▶ **Requirement**
Output all of the records exactly as written.

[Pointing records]
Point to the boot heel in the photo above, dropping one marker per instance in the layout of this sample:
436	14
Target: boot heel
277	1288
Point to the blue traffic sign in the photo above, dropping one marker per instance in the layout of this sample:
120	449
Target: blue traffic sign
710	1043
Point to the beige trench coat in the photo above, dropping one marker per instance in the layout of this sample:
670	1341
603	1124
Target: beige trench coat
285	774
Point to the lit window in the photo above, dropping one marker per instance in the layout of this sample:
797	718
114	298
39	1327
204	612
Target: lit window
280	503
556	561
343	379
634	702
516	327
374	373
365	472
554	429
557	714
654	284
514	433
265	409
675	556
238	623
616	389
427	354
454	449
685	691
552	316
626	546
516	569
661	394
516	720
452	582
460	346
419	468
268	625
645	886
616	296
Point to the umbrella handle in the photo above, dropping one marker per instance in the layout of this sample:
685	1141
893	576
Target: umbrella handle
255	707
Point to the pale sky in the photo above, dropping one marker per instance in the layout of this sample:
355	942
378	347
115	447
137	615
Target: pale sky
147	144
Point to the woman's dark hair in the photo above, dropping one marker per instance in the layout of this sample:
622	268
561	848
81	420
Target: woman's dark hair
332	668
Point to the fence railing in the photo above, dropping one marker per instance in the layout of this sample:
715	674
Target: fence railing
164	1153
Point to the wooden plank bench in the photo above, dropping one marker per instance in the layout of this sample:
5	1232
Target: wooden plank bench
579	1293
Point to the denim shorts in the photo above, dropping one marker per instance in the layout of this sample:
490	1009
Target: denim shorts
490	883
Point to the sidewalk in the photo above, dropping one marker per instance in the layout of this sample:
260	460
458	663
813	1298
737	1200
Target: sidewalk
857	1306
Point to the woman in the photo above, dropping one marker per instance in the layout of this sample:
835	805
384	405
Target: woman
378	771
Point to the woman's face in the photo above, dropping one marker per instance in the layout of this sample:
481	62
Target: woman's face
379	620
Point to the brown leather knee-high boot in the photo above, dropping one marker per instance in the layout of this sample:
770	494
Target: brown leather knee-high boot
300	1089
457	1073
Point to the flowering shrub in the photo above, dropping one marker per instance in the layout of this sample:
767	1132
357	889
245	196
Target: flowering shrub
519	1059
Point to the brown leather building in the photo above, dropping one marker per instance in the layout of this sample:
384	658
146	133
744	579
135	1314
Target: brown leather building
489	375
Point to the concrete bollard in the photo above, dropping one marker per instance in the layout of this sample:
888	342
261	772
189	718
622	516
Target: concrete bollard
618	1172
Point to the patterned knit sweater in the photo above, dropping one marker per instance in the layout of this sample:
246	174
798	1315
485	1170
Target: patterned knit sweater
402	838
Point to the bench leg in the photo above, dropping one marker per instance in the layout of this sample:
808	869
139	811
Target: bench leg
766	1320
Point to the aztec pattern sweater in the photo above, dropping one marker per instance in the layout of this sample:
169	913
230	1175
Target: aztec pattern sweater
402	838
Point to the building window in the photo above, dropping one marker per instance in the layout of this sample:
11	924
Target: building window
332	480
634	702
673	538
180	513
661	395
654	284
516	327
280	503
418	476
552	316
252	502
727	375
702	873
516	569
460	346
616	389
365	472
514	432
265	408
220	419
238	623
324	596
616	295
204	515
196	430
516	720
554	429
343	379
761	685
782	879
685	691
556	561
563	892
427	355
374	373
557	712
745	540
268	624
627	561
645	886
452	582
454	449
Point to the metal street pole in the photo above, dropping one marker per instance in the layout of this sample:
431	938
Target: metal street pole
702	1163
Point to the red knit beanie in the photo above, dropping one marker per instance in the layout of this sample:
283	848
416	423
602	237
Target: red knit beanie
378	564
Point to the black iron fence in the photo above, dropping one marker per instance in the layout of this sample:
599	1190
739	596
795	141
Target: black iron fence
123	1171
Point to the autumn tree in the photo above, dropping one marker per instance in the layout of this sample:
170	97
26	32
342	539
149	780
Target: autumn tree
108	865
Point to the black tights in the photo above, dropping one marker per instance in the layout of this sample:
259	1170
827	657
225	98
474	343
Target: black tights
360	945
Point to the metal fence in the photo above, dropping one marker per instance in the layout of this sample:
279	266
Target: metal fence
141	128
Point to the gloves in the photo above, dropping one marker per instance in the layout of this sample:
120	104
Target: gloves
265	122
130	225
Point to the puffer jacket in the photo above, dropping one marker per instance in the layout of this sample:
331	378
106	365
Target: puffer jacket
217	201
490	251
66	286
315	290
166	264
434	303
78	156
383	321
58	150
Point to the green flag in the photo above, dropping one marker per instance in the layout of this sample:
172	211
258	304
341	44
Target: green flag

▶ **Result of this task**
Point to the boot heel in the photo above, dropping one marker per instance in the layout of this sample:
436	14
Target: boot heel
277	1288
Point to the blue traffic sign in the photo above, dropping one marker per instance in the layout of this sample:
120	449
Target: blue traffic sign
710	1043
Point to the beige trench coat in the photo above, dropping one marker per instance in the layout of this sample:
670	1341
603	1124
Target: beige trench coat
285	774
Point to the lit window in the photo above, dropping one marker per instance in the layout of this sample:
797	718
114	298
39	1327
204	612
Target: lit window
280	503
556	561
343	379
634	702
516	327
374	373
365	472
554	429
557	714
654	284
514	433
265	409
675	556
238	623
616	389
427	354
454	449
685	691
552	316
626	546
516	569
661	394
516	720
452	582
460	346
419	468
268	625
645	886
616	296
Point to the umbrella handle in the photo above, dropping one marker per instance in the layout of this sample:
685	1141
893	576
Target: umbrella handle
255	707
Point to the pale sky in the photo above, dropping one marker per instance in the layout of this sample:
355	942
378	347
115	447
137	615
Target: pale sky
147	144
Point to the woman's dark hair in the photo above, dropping one marker per instance in the layout of this sample:
622	268
561	848
81	420
Target: woman's dark hair
332	668
Point to the fence railing in the photo above, dropping one marker per instance in the layout of this sample:
715	674
Target: fence railing
164	1153
Point to the wooden plank bench in the photo above, dropping one marker per instance in the layout of this sample:
5	1232
Target: wooden plank bench
579	1293
Point to the denim shorts in the photo above, dropping one marker per instance in the layout of this sample:
490	1009
Target: denim shorts
490	883
Point to the sidewalk in the photo above, dropping one marker per instance in the layout of this sample:
260	460
458	663
813	1298
737	1200
Target: sidewalk
857	1306
Point to the woman in the photo above, dropping one marker per instance in the layout of this sample:
835	805
384	405
Target: woman
378	771
Point to the woman's face in the photo above, dropping one marker per instance in the layout of this sample:
481	62
Target: woman's face
379	620
Point to the brown leather knee-high boot in the photo above, dropping one marker per instance in the layout of this sample:
770	494
Target: brown leather knee-high boot
300	1089
457	1073
Point to the flowering shrub in the photo above, dropping one marker per instance in the layout of this sample:
767	1132
357	889
245	196
Target: flowering shrub
519	1059
Point to the brown leather building in the photo above, dropping one marker per instance in the layout of this sample:
384	658
146	133
744	579
135	1314
Target: brown leather building
489	375
Point to the concrete bollard in the photo above, dropping one marker per instance in the layout of this sample:
888	342
261	772
189	718
622	516
Target: concrete bollard
618	1172
Point to the patterned knit sweater in the photo above, dropping one marker per instance in the layout of this sample:
246	174
798	1315
485	1170
Target: patterned knit sweater
402	838
Point to the bench leg in the photo above, dropping one marker per instance in the layout of this sample:
808	869
139	811
Target: bench leg
766	1320
Point to the aztec pattern sweater in the photo above, dropping one marker per instance in the layout of this sample:
169	913
230	1175
Target: aztec pattern sweater
402	838
Point to the building window in the photo above, dropping one marker per instance in the layout of this sample:
11	924
Target: building window
332	480
634	702
673	538
180	513
661	395
654	284
516	327
280	503
418	476
552	316
252	502
727	375
702	873
516	569
460	346
616	389
365	472
514	432
265	408
220	419
238	623
324	596
616	295
204	515
196	430
516	720
554	429
343	379
761	685
782	879
685	691
556	561
563	892
427	355
374	373
557	712
745	540
268	624
627	561
645	886
452	582
454	449
Point to the metal street pole in the photo above, dropping one marker per instance in the layout of this sample:
431	938
Target: metal street pole
702	1163
Point to the red knit beanie in the photo above, dropping one marker per instance in the layout of this sample:
283	848
416	423
602	237
Target: red knit beanie
378	564
Point to the black iron fence in the photo above, dropping one marker per instance in the layout of this sample:
599	1190
739	596
795	141
Target: black iron fence
123	1171
Point to the autumn tree in the photo above, dropping one marker per instance in the layout of this sample:
170	97
26	32
342	539
149	780
Target: autumn tree
108	865
Point to the black tights in the photo above, dropping one marker per instance in the layout of this sample:
259	1170
827	657
225	98
474	343
Target: black tights
360	945
Point to the metal fence in the photo above, dropping one marker per instance in the layout of this sample:
279	266
Target: metal fence
141	128
Point to the gloves in the photo above, dropping one marker per instance in the layout of this sample:
120	104
Target: gloves
265	122
130	225
Point to the puffer jacket in the photo above, dropping one marker per instance in the layout of this sample:
331	378
106	365
Target: puffer jacket
217	201
490	251
66	286
315	290
166	264
434	303
78	156
383	321
58	150
Point to the green flag in the photo above, dropping one marker per instance in the layout of this sample:
172	211
258	304
341	44
Target: green flag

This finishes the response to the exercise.